SUPPLIED TEXT:
I was talking to my business partner the other day, and I didn’t like the sound of that cough.
All this wheezing and hacking – what gives, I asked? She ho-hummed me away, but I thought: she’s been sounding poorly for ages. Always aching and complaining; everything she eats makes her sick. Perhaps the latter involves her penchant for foie gras, champagne and McDonald’s – she denies it, but she once dropped her purse and a burger spilled out like a telltale murder weapon.
The symptomatic trail is taking us nowhere felicitous, I thought. My partner’s only 55-ish, but acts much younger, as she likes to say. I asked her if she had life insurance, and she had the nerve to feign cool and reply, “What for?”
I’m one to talk. Years ago, after performing a comprehensive physical on me, my MD quipped, “despite all appearances, you’re quite healthy.” You can’t beat a French doctor for drollery. I’ve crossed the sixth-decade barrier with all vices eliminated, and apart from questioning the point of living without those dear companions, I’m doing pretty well – except that I hurt all over, daily. At 61, there’s no one to fool.

SOURCE INFORMATION:
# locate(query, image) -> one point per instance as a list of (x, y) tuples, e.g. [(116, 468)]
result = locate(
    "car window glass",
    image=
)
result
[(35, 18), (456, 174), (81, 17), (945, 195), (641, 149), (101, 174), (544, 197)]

WHAT THE TASK REQUIRES:
Write what comes next in the piece about the coughing business partner and the writer's own aches, starting after its last sentence above the records.

RESULT BELOW:
Our third partner is in his vigorous 40s, practices yoga, eats vegetarian (poor beast), writes exquisite poetry and once ran a huge translation project where he didn’t have command of the source language, but finished early and snagged a bonus. No matter how infuriating, we need partners like this. I can’t imagine him slipping away suddenly, unless he was struck by a meteorite, or perhaps found himself living in the epicenter of a pandemic. Just how likely would that be for a fellow residing in Brooklyn, NY?
We launched our company to facilitate our freelance careers – lifestyle journalism, financial editing and translation – and help each other find projects. In my experience, it’s common to fish for an editing job and find the client needs a ghostwriter for the annual report, or 2,000 pages of Mongolian translated into Italian – nothing fanciful here, that’s the one my partner tackled. A unified website makes everything easier and we thought it would take only a phone call and three virtual handshakes to build; nothing to it.
We had it all wrong: you can’t do it slapdash. Each partner needs to define specific goals, lay out their strengths and admit to weaknesses. Everyone’s role must be codified in the shareholder agreement: Miss B hunts for corporates; Monsieur D provides vision and drive; Monsignor T (they call me) keeps them from each other’s throats. We’ve been friends for so long, it’s a miracle we’re even alive.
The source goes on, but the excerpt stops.